List every line in the records below that contains the word "traffic".

[Data for this task]

::::::::

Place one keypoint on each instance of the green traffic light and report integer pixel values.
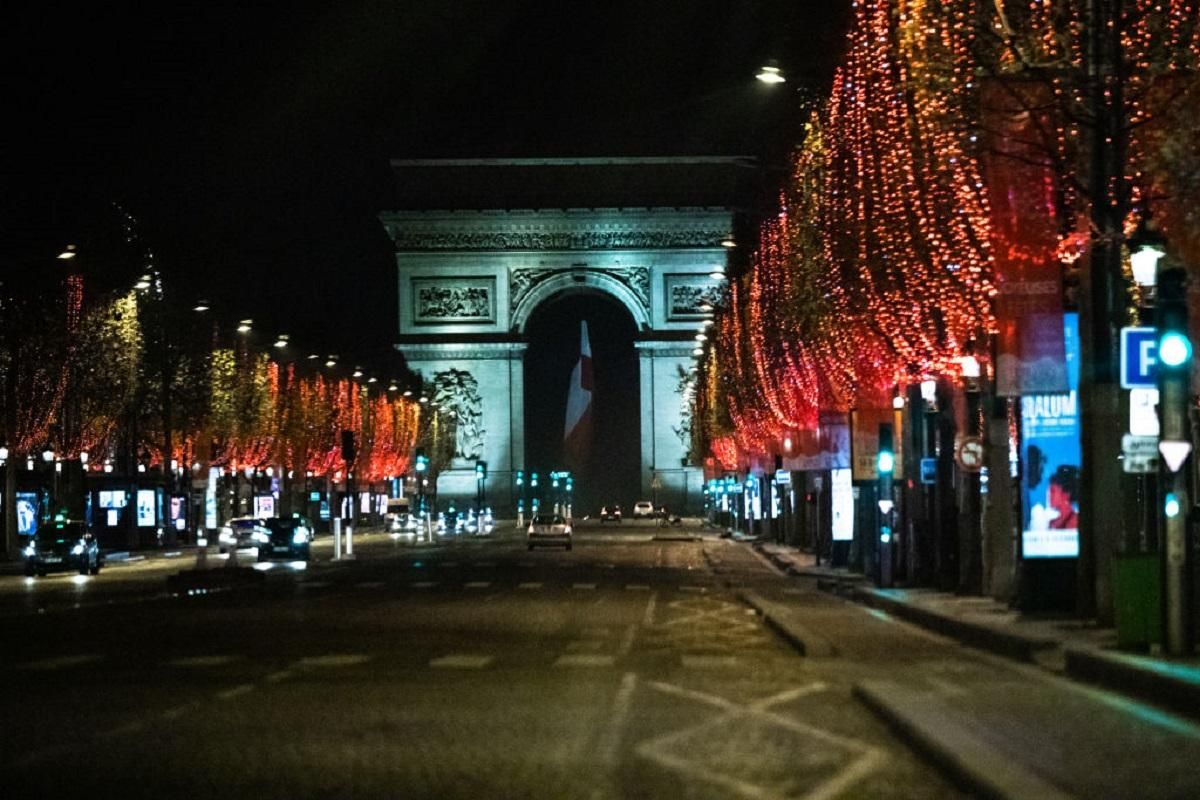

::::::::

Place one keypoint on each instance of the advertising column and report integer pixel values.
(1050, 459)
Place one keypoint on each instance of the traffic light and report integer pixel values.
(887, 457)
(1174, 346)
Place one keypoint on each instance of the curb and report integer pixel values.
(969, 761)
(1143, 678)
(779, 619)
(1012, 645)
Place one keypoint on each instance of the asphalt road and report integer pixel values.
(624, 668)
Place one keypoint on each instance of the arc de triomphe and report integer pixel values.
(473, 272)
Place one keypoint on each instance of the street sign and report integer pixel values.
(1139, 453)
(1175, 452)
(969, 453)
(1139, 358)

::::::::

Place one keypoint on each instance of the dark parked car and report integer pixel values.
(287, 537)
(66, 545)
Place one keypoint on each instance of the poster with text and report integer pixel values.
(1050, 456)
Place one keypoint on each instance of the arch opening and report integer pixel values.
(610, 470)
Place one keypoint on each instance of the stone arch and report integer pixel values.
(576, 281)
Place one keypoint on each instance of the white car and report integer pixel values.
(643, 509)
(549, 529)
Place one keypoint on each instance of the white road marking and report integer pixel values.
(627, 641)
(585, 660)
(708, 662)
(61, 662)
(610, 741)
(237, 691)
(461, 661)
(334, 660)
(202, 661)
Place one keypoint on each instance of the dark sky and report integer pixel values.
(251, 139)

::::::::

[Exercise answer]
Place one keypoint on each instance of the green traffic light and report integer pixel values.
Place one keypoint on each instance of the traffic light and report integer pixel values.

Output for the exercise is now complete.